EXTRACTED DATA:
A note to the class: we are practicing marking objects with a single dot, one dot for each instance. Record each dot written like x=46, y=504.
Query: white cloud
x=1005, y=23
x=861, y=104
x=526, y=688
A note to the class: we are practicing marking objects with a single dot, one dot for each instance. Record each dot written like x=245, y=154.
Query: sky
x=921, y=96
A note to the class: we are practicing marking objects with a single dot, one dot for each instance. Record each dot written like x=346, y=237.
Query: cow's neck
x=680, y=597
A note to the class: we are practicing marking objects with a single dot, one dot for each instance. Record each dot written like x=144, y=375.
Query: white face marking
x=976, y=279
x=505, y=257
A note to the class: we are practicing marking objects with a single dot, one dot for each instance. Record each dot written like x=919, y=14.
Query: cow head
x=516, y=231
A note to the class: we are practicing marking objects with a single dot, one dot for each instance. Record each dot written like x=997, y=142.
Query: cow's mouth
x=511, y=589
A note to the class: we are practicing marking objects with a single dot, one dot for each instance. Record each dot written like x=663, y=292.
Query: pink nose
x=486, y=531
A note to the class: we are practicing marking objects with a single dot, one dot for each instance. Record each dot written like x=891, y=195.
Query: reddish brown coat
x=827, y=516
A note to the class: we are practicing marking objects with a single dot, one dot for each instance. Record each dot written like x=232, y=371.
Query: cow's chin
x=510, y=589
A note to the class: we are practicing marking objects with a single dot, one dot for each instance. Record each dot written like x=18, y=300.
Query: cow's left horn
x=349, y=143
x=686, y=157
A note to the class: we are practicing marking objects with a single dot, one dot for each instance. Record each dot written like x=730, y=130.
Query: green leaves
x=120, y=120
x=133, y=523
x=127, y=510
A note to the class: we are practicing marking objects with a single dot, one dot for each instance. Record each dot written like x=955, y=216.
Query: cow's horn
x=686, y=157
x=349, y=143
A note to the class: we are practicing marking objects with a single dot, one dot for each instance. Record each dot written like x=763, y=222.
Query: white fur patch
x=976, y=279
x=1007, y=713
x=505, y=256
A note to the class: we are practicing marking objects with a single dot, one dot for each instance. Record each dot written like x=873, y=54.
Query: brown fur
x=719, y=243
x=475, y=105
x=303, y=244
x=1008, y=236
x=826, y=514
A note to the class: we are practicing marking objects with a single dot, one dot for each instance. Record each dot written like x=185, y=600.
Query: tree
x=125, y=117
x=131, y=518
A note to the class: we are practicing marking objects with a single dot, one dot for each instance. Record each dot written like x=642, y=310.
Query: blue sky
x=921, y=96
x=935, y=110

GIVEN INSTRUCTION: Switch each "Query" in the material above to "Label" and write the material out again with nothing else changed.

SOLUTION TO THIS EXERCISE:
A note to the class: we are practicing marking objects with a single dot, one dot for each instance. Record each dot written like x=46, y=504.
Label: white cloud
x=1005, y=23
x=861, y=104
x=526, y=688
A note to the class: we are practicing marking objects with a single dot, one dot for each instance. Record each dot written like x=245, y=154.
Label: sky
x=921, y=96
A note to the class: we are practicing marking objects with a single dot, one dot for each instance. Record each dot written like x=346, y=237.
Label: cow's neck
x=680, y=597
A note to the class: we are practicing marking objects with a single dot, one dot for each instance. Record each dot written like x=144, y=375.
Label: white face marking
x=976, y=279
x=505, y=257
A note to the class: we are practicing marking objects with a single dot, one dot for each instance. Record each dot written like x=919, y=14.
Label: cow head
x=516, y=231
A note to the class: we are practicing marking objects with a single dot, one dot for each instance. Record each dot written like x=997, y=142.
Label: cow's mouth
x=511, y=589
A note to the class: we are practicing marking objects with a single dot, one dot for each instance. Record each dot written like x=663, y=292.
Label: pink nose
x=486, y=531
A note to the class: we are practicing marking objects with a single dot, one dot for each instance. Record each dot written like x=891, y=195.
Label: reddish brown coat
x=827, y=516
A note to the class: we are practicing marking objects with a single dot, one dot for each instance. Record each dot written like x=232, y=371.
Label: cow's chin
x=510, y=589
A note to the class: we are practicing marking objects with a single dot, one dot for each instance. Record each dot written like x=18, y=300.
Label: cow's left horn
x=349, y=143
x=686, y=157
A note to the class: we are practicing marking objects with a single dot, one dot for each instance. Record each dot written like x=730, y=130.
Label: green leaves
x=120, y=120
x=133, y=523
x=127, y=510
A note to the class: we are practicing marking objects with a single dot, one dot for each instance. Record each dot written like x=955, y=216.
Label: cow's horn
x=686, y=157
x=349, y=143
A note to the class: we are practicing marking objects with a single dot, one dot for each instance. Record each dot written like x=763, y=222.
Label: white fur patch
x=976, y=279
x=1007, y=713
x=505, y=256
A note to the class: we are practicing marking objects with a single dot, one dot for each instance. Record each dot written like x=873, y=54.
Label: brown fur
x=719, y=243
x=475, y=105
x=303, y=244
x=1008, y=236
x=826, y=514
A note to the class: we are practicing marking objects with a single dot, one dot for each instance. Record each dot written like x=185, y=600.
Label: tree
x=125, y=117
x=131, y=518
A note to the class: we are practicing marking objects with a single dot, one dot for each instance. Record each dot written like x=642, y=310.
Label: blue sky
x=921, y=96
x=935, y=110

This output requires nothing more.